_Exercise_: Reproduce each line below without any alteration.
··· Input data
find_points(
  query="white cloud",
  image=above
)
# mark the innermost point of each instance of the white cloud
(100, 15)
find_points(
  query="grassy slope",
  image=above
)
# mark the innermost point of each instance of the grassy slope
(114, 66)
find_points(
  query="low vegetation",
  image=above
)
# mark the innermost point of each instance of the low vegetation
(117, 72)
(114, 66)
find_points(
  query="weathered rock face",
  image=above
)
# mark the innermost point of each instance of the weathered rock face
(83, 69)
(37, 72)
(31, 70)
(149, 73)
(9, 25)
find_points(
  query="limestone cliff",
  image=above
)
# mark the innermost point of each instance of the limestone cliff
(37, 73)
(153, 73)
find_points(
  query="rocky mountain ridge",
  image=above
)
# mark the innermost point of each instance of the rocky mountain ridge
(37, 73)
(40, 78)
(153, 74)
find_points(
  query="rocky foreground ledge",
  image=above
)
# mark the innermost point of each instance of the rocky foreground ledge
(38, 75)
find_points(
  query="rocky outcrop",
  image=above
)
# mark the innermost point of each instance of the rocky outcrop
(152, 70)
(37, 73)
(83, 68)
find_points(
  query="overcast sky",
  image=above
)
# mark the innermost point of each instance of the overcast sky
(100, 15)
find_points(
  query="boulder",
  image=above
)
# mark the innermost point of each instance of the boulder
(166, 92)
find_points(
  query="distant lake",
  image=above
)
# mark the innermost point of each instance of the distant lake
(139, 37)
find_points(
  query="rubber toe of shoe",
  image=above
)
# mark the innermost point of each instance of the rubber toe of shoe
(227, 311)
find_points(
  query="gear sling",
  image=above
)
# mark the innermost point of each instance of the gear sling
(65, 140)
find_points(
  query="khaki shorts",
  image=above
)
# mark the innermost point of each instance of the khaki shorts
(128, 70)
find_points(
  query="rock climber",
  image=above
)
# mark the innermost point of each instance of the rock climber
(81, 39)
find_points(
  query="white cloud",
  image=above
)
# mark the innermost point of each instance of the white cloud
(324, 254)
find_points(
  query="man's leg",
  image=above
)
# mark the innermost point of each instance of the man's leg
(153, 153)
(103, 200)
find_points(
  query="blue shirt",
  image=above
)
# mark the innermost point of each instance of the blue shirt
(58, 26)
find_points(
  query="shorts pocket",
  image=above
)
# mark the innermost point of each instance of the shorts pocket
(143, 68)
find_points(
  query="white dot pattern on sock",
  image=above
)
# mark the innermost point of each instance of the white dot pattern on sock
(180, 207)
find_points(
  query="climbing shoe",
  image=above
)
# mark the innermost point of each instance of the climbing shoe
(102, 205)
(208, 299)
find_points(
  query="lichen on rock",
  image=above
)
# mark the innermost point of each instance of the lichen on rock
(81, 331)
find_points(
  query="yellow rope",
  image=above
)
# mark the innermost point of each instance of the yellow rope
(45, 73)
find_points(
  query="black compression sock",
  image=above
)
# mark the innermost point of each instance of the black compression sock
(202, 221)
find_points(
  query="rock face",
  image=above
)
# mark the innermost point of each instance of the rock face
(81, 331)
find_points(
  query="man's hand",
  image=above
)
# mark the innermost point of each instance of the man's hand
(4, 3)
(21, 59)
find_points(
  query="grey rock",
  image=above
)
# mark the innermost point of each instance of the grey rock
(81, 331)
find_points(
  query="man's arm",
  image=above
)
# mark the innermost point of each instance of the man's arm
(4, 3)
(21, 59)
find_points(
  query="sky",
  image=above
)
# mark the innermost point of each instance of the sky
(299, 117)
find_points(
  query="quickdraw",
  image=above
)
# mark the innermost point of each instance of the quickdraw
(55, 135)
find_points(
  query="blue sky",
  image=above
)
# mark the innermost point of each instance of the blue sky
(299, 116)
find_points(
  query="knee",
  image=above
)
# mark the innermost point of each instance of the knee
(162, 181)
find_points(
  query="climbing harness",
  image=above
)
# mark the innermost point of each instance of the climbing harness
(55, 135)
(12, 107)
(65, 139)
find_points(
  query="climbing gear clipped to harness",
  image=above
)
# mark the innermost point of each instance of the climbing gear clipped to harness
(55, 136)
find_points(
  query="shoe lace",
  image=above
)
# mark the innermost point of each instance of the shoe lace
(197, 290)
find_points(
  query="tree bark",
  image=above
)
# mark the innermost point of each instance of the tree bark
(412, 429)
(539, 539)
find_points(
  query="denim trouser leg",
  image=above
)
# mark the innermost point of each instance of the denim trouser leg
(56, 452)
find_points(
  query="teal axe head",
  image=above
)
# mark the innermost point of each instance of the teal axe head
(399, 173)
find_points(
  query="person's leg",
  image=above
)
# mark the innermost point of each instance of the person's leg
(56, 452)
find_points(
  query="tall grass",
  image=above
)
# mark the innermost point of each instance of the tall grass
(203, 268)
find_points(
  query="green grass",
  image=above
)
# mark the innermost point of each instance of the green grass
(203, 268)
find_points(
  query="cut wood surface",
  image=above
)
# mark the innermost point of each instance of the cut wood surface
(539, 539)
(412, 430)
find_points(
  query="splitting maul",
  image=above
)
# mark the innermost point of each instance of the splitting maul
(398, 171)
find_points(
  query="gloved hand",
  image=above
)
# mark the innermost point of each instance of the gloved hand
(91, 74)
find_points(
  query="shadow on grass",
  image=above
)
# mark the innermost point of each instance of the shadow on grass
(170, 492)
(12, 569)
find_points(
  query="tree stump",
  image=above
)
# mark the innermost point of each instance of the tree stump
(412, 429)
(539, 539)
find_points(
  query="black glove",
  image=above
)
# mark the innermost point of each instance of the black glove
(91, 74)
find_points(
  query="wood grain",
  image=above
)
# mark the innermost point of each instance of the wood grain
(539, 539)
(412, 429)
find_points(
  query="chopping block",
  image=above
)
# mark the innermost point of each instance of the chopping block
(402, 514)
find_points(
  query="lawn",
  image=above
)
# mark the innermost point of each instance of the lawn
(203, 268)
······
_Answer section_:
find_points(
  query="white cloud",
  image=above
)
# mark the innermost point of each instance of the white cloud
(100, 15)
find_points(
  query="grassy slope",
  image=above
)
# mark the innermost point of each instance of the grassy slope
(114, 66)
find_points(
  query="low vegetation",
  image=above
)
# mark the innermost point of each instance of the low vegetation
(117, 72)
(114, 66)
find_points(
  query="weathered rock face",
  image=above
)
# mark the innermost point of each instance of the weathered rock face
(83, 69)
(37, 72)
(31, 70)
(149, 73)
(9, 25)
find_points(
  query="limestone cliff",
  image=above
)
# mark the innermost point of each instance of the limestone cliff
(37, 73)
(153, 73)
find_points(
  query="rocky mountain ridge",
  image=above
)
# mark the innermost point of each instance of the rocky mountain ridge
(37, 73)
(40, 78)
(153, 74)
find_points(
  query="rocky foreground ledge",
  image=above
)
# mark the innermost point of each instance of the rocky foreground ledge
(38, 75)
find_points(
  query="rocky outcrop",
  image=above
)
# mark the innermost point of each instance of the rocky outcrop
(152, 70)
(37, 73)
(83, 68)
find_points(
  query="overcast sky",
  image=above
)
# mark the innermost point of each instance of the overcast sky
(100, 15)
find_points(
  query="boulder",
  image=above
)
# mark the innermost point of each instance of the boulder
(166, 92)
find_points(
  query="distant lake",
  image=above
)
# mark the innermost point of each instance of the distant lake
(139, 37)
find_points(
  query="rubber toe of shoe",
  image=above
)
# mark the innermost point of each instance of the rubber toe of shoe
(227, 311)
find_points(
  query="gear sling",
  image=above
)
# mark the innermost point of each instance of the gear sling
(65, 140)
find_points(
  query="khaki shorts",
  image=above
)
# mark the innermost point of each instance of the khaki shorts
(128, 70)
find_points(
  query="rock climber",
  image=above
)
# mark the innermost point of each instance of the rock climber
(81, 39)
find_points(
  query="white cloud",
  image=above
)
# mark the innermost point of each instance of the white cloud
(324, 254)
find_points(
  query="man's leg",
  image=above
)
# mark the innermost point of each instance of the man's leg
(153, 153)
(103, 200)
find_points(
  query="blue shirt",
  image=above
)
# mark the innermost point of each instance of the blue shirt
(58, 26)
find_points(
  query="shorts pocket",
  image=above
)
# mark the innermost point of each instance of the shorts pocket
(143, 68)
find_points(
  query="white dot pattern on sock",
  image=above
)
# mark the innermost point of each instance of the white dot pattern on sock
(180, 207)
find_points(
  query="climbing shoe",
  image=above
)
# mark the innermost point of each instance of the climbing shoe
(102, 205)
(208, 299)
find_points(
  query="lichen on rock",
  image=above
)
# mark the innermost point of each instance of the lichen on rock
(81, 331)
find_points(
  query="yellow rope",
  image=above
)
# mark the innermost point of each instance of the yellow rope
(45, 73)
find_points(
  query="black compression sock",
  image=above
)
# mark the innermost point of each instance of the black compression sock
(202, 221)
find_points(
  query="rock face",
  image=above
)
# mark the innermost point of each instance of the rock face
(81, 331)
find_points(
  query="man's hand",
  image=above
)
# mark the innermost point of each instance of the man's hand
(4, 3)
(21, 59)
find_points(
  query="grey rock",
  image=above
)
# mark the innermost point of each instance of the grey rock
(81, 331)
find_points(
  query="man's arm",
  image=above
)
# mark the innermost point of each instance of the man's arm
(4, 3)
(21, 59)
find_points(
  query="sky",
  image=above
)
# mark the innermost point of each instance of the sky
(299, 117)
find_points(
  query="quickdraw",
  image=above
)
# mark the innermost point of each instance of the quickdraw
(55, 135)
find_points(
  query="blue sky",
  image=above
)
# mark the innermost point of each instance of the blue sky
(299, 116)
find_points(
  query="knee",
  image=above
)
# mark the innermost point of each instance of the knee
(162, 181)
find_points(
  query="climbing harness",
  image=above
)
# mark the innermost point of each instance of the climbing harness
(55, 135)
(12, 107)
(65, 139)
find_points(
  query="climbing gear clipped to harness",
  image=above
)
# mark the innermost point of each instance of the climbing gear clipped to harness
(55, 136)
find_points(
  query="shoe lace",
  image=above
)
# mark the innermost point of each instance of the shoe lace
(197, 290)
find_points(
  query="tree bark",
  image=above
)
# mark the innermost point of each instance of the tree bark
(412, 429)
(539, 539)
find_points(
  query="denim trouser leg",
  image=above
)
# mark the innermost point of each instance of the denim trouser leg
(56, 452)
find_points(
  query="teal axe head",
  image=above
)
# mark the innermost point of each instance of the teal axe head
(399, 173)
find_points(
  query="person's leg",
  image=above
)
# mark the innermost point of each instance of the person's leg
(56, 452)
find_points(
  query="tall grass",
  image=above
)
# mark the innermost point of each instance of the tall grass
(203, 268)
find_points(
  query="green grass",
  image=above
)
# mark the innermost point of each instance of the green grass
(203, 268)
find_points(
  query="cut wood surface",
  image=above
)
# mark the innermost point of each instance of the cut wood surface
(539, 539)
(412, 430)
find_points(
  query="splitting maul",
  image=above
)
# mark the innermost point of each instance of the splitting maul
(398, 171)
find_points(
  query="gloved hand",
  image=above
)
# mark the innermost point of each instance of the gloved hand
(91, 74)
find_points(
  query="shadow on grass",
  image=above
)
# mark the innermost point of each instance of the shadow on grass
(170, 492)
(12, 569)
find_points(
  query="tree stump",
  image=above
)
# mark the innermost point of each instance of the tree stump
(412, 429)
(539, 539)
find_points(
  query="black glove",
  image=above
)
# mark the innermost point of each instance of the black glove
(91, 74)
find_points(
  query="wood grain",
  image=above
)
# mark the innermost point of each instance of the wood grain
(539, 539)
(412, 429)
find_points(
  query="chopping block",
  image=above
)
# mark the innermost point of each instance of the chopping block
(402, 514)
find_points(
  query="lawn",
  image=above
)
# mark the innermost point of each instance of the lawn
(203, 268)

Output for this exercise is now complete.